Task objective — Copy every line of the data below that contains the word "black". Case counts.

Records for the task —
|---|

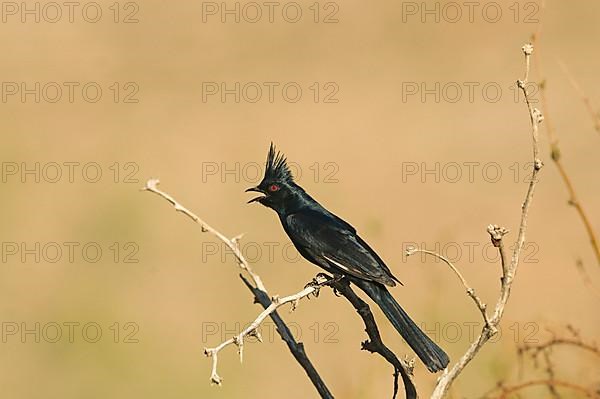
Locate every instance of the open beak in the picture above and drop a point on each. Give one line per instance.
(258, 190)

|---|

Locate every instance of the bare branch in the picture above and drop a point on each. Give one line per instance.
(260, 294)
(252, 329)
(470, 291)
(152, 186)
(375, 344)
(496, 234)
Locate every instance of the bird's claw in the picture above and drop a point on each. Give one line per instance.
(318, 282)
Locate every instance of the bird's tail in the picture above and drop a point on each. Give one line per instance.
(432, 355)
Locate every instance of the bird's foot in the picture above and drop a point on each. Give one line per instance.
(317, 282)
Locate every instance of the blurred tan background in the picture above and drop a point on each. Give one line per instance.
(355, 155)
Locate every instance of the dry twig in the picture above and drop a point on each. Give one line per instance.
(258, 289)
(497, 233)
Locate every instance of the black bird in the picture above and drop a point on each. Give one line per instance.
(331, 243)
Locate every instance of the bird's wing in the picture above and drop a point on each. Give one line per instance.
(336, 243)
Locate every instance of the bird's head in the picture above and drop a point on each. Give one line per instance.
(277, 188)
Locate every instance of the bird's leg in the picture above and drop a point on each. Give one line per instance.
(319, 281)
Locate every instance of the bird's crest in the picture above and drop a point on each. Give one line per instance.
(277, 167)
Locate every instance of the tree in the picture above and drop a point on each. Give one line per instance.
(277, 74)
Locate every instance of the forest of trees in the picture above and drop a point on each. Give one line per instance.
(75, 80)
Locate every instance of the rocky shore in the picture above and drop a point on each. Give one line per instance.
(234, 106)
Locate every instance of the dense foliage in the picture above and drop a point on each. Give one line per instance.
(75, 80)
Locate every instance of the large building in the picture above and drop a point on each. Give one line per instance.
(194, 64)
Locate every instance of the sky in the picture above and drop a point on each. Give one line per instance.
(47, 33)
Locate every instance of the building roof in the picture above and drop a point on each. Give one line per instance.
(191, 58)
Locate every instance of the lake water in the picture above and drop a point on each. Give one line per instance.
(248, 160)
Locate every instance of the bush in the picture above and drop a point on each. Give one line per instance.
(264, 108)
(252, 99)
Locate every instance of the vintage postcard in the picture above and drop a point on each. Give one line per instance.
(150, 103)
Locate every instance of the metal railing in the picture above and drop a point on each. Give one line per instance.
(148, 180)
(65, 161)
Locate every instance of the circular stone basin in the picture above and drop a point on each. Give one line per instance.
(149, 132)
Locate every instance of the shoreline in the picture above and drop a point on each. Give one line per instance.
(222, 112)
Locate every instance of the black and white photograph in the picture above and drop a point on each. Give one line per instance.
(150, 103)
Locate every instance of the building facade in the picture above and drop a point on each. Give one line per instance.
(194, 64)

|---|

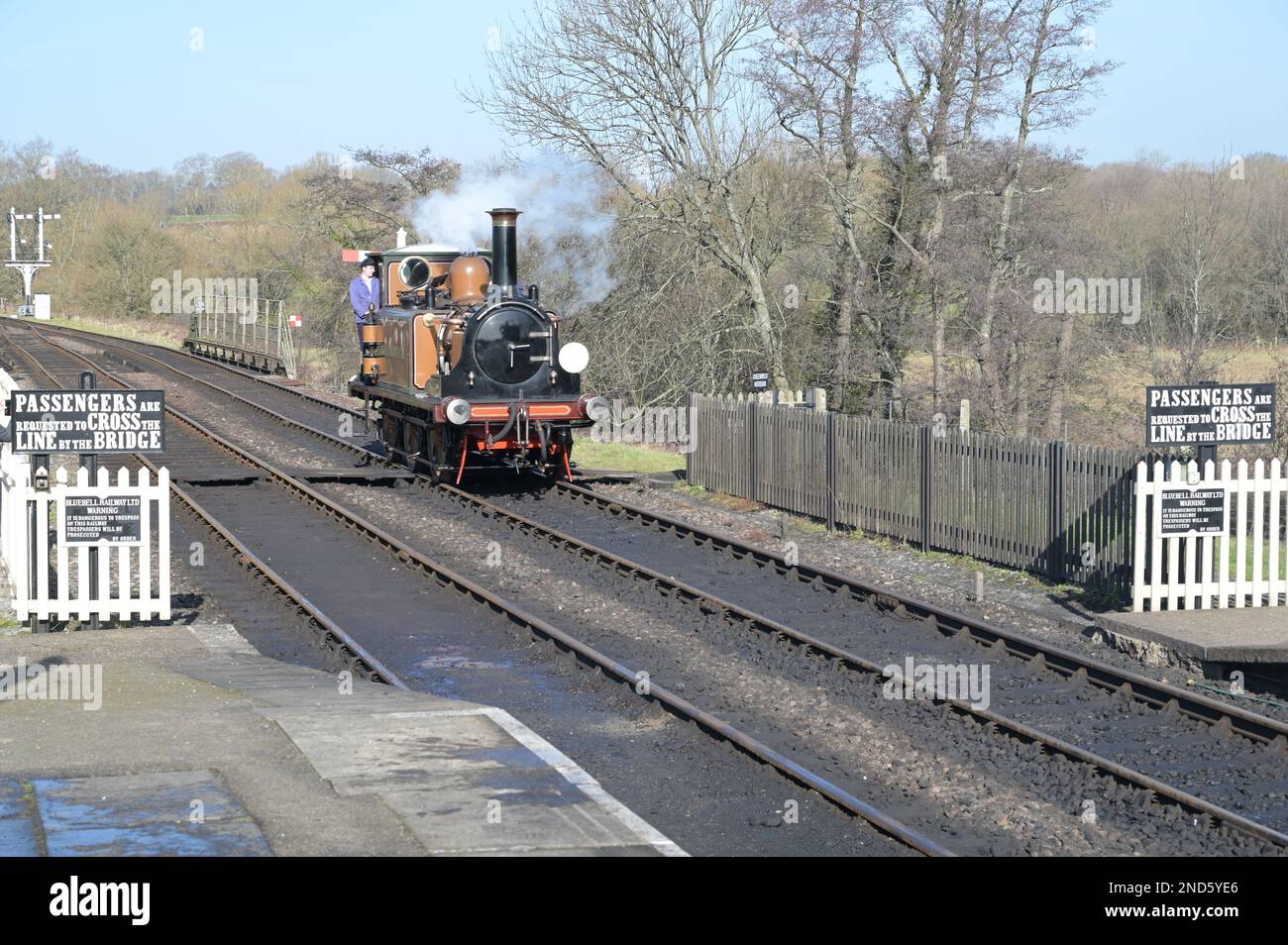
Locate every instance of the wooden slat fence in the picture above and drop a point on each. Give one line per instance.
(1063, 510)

|---|

Solved problem —
Locate every instance of the black bird in the picture above and drop a point on each. Give one line per instance.
Locate every instance of the black and white photograph in the picture above and drop a point on each. Give one line per instance.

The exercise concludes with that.